**TASK REQUIREMENTS:**
A. Using the earnings call transcript, answer each question briefly:
(i) Besides the semiconductor business, which business does the transcript say has systems wins in backlog that typically carry a longer lead time?
(ii) What did Andrew Spinola describe as quite strong in the quarter?
(iii) According to Satish Dhanasekaran, what did customers in the AI business show more of?
B. Continue the earnings call transcript from the point at which it ends.

Yes. I also want to add -- this is Satish. I also want to add that the customer demand continues to be very strong. The pace of revenue conversion is influenced by the mix and some timing of some new product introductions and how quickly we can ramp them. And particularly, I think we noted that we have a higher backlog in our AI business due to the strong demand in the first half. And we also have a strong pipeline of systems wins that we've -- in our backlog, both in our semiconductor business, aerospace defense business, which typically have a longer lead time.

Andrew Spinola

Analysts
#17

Understood. I just wanted to ask, the order growth in the quarter was quite strong. And I'm just wondering, in general, are you seeing any change in the way your customers are buying or -- are there any concerns on their part about ensuring supply? Or is this just organic growth from AI demand that we're seeing?

Satish Dhanasekaran

Executives
#18

Yes. The strength was -- thank you for asking. The strength was an exceptional quarter. Bookings were very strong. There was record bookings for the company. And the strength was broad. If you think of the themes of the strength, AI was obviously the strong theme, equally, aerospace, defense and semiconductor were key contributors to that growth. And the growth came across all our businesses and across all of our sales regions, which we are very pleased by. And even with the strong finish, we expect we are entering the second half with a solid set of opportunities that we're very excited about. So I'd say that it's broad strength. And from a customer behavior, probably the only thing that we've seen is that for the AI business, there was a stronger sense of urgency from our customers to convert, which translates to a velocity in the pipeline where things opportunities move faster, but that's about it. There was no pull forward that we can -- that any -- that we can discern from the data.

Source records:
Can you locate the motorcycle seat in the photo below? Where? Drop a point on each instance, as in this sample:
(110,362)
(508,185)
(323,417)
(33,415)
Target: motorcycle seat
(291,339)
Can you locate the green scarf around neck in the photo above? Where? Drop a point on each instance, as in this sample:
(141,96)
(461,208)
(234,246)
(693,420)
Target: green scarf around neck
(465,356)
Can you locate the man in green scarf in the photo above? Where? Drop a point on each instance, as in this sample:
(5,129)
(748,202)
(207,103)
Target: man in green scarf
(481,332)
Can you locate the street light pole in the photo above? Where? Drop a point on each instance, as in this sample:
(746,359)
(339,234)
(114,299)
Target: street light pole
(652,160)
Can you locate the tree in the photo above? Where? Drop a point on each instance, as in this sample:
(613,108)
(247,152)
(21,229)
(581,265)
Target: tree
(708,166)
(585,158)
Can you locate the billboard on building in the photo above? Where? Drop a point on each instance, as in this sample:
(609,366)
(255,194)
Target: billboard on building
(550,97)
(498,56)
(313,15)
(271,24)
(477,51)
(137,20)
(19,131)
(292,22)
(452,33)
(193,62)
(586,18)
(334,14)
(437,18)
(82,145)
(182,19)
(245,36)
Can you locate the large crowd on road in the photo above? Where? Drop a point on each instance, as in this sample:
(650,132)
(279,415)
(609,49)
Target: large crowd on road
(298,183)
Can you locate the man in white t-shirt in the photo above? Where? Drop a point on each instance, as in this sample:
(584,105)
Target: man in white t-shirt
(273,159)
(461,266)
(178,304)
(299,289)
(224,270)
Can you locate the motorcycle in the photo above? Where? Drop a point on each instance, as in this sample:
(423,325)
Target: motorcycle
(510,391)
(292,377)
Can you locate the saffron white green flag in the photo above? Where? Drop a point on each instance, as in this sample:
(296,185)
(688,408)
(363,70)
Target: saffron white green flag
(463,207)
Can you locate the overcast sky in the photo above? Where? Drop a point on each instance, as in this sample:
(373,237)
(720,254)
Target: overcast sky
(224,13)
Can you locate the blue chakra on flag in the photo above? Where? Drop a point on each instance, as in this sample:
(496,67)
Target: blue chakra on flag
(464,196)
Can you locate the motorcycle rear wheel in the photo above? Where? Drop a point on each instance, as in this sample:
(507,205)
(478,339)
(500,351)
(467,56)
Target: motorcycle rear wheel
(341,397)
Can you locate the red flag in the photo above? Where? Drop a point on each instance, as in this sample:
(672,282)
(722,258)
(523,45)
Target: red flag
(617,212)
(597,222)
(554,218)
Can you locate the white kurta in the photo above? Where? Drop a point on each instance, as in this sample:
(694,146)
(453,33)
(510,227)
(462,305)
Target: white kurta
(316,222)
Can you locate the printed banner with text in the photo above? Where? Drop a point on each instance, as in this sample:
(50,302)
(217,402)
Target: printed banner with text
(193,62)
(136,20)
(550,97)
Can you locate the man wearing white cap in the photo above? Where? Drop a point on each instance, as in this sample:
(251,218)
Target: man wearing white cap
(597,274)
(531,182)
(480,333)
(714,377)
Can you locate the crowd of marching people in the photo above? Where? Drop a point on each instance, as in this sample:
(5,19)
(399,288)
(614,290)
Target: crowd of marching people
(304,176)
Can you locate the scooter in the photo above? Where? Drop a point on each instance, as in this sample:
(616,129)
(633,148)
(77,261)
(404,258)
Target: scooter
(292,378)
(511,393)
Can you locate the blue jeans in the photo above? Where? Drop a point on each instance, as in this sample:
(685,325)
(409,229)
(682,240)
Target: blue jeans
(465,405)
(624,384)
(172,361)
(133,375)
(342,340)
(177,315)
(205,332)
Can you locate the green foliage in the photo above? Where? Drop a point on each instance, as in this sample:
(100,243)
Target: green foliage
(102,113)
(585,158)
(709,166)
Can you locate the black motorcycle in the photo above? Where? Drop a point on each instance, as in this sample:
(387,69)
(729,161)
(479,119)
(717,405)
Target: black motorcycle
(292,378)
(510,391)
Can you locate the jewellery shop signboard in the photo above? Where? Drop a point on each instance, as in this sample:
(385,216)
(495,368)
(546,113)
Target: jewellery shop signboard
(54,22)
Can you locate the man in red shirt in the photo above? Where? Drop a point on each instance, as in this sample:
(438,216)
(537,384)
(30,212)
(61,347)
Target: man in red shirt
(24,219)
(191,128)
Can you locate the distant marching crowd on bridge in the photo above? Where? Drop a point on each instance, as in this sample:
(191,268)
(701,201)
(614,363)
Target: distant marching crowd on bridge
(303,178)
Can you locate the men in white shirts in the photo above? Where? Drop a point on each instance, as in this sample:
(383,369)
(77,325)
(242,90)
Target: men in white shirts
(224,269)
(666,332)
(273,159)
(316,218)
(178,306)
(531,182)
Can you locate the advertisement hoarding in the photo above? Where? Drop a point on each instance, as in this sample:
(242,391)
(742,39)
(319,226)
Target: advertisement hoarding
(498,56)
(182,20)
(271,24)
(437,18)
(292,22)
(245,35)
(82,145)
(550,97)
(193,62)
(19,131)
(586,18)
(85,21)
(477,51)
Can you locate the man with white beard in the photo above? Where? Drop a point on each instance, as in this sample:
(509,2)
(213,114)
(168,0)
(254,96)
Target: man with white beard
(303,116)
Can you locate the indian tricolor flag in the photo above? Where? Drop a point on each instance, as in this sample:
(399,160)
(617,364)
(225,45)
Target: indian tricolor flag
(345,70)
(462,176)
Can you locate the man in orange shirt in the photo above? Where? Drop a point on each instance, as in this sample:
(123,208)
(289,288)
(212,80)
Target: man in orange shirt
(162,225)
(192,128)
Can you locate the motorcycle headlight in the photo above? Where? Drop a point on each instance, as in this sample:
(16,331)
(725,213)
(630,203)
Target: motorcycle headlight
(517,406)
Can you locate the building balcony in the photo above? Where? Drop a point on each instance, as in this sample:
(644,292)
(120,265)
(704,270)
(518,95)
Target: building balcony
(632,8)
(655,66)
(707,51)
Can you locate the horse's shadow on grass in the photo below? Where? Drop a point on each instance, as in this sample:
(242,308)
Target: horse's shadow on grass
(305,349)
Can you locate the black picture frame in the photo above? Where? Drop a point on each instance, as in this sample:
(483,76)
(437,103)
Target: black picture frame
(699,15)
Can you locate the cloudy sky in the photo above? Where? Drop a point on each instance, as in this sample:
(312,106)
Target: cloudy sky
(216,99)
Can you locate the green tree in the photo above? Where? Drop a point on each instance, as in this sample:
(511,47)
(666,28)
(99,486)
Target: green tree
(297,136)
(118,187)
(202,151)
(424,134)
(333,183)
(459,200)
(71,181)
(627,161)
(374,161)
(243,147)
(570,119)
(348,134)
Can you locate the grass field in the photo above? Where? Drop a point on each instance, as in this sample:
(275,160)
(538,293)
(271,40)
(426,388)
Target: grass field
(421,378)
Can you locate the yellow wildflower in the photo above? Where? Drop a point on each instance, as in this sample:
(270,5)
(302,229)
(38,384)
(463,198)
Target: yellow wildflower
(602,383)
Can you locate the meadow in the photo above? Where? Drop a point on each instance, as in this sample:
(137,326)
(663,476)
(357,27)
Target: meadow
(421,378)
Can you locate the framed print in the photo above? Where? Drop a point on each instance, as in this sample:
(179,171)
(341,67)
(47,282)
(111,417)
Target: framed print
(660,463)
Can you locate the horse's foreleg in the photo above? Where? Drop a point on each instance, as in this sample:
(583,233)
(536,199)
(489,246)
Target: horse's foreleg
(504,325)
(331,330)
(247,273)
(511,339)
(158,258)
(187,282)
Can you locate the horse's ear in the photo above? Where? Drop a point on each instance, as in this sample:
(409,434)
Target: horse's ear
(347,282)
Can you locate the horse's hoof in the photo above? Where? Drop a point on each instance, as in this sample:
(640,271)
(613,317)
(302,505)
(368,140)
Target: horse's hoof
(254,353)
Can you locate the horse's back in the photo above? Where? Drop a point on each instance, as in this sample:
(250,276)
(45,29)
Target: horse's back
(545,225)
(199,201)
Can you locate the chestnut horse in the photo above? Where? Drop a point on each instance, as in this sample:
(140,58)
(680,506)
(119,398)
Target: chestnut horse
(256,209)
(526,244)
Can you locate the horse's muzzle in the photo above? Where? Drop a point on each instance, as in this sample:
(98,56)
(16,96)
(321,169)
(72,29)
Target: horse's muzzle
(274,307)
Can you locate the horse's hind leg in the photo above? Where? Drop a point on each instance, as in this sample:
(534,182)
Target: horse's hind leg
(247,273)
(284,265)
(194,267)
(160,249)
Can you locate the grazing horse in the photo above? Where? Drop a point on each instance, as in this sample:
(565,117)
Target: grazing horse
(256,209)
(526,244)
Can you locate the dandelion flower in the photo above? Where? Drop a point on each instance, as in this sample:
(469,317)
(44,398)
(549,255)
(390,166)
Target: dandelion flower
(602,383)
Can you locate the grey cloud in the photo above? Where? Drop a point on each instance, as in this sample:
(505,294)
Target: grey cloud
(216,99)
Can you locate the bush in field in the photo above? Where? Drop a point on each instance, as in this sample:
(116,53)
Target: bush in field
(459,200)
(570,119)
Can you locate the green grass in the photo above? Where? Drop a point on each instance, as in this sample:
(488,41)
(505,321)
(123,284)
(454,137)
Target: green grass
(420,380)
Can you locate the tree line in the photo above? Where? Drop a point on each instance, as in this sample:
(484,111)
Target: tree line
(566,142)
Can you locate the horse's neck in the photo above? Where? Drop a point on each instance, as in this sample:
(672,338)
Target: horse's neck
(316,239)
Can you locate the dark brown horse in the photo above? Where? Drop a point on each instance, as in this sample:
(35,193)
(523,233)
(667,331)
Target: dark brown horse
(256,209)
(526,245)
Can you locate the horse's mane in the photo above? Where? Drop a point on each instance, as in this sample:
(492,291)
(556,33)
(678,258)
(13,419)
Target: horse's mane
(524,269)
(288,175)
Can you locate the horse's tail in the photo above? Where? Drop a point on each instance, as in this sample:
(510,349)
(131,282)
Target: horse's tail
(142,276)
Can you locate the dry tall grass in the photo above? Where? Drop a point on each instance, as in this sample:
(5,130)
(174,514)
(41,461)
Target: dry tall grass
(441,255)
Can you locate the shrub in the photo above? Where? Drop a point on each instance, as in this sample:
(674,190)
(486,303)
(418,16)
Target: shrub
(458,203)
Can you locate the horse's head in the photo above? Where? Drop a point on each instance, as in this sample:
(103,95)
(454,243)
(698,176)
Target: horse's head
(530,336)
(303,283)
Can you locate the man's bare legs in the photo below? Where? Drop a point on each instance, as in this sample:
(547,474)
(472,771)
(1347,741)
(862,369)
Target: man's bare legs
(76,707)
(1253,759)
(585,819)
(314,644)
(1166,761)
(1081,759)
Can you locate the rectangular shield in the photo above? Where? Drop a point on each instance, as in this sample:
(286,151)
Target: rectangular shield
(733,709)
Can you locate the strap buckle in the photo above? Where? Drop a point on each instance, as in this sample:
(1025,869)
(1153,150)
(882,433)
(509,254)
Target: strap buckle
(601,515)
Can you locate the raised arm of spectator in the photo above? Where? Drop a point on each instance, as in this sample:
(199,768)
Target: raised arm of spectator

**EXPECTED OUTPUTS:**
A.
(i) The aerospace defense business.
(ii) The order growth.
(iii) A stronger sense of urgency to convert.

B.
Operator

Operator
#19

And our next question comes from the line of Aaron Rakers with Wells Fargo.

Aaron Rakers

Analysts
#20

Congrats on the results. It's been a while, but there's been a lot of dynamics that have changed since you guys have provided a longer-term growth framework. I'm curious, Satish, as you think about what's evolved in the business, how you think about the growth algorithms looking forward for the company. Is 5% to 7% still the right growth rate? Or should we be thinking that just the TAM itself seems with AI to have a stronger growth profile to it?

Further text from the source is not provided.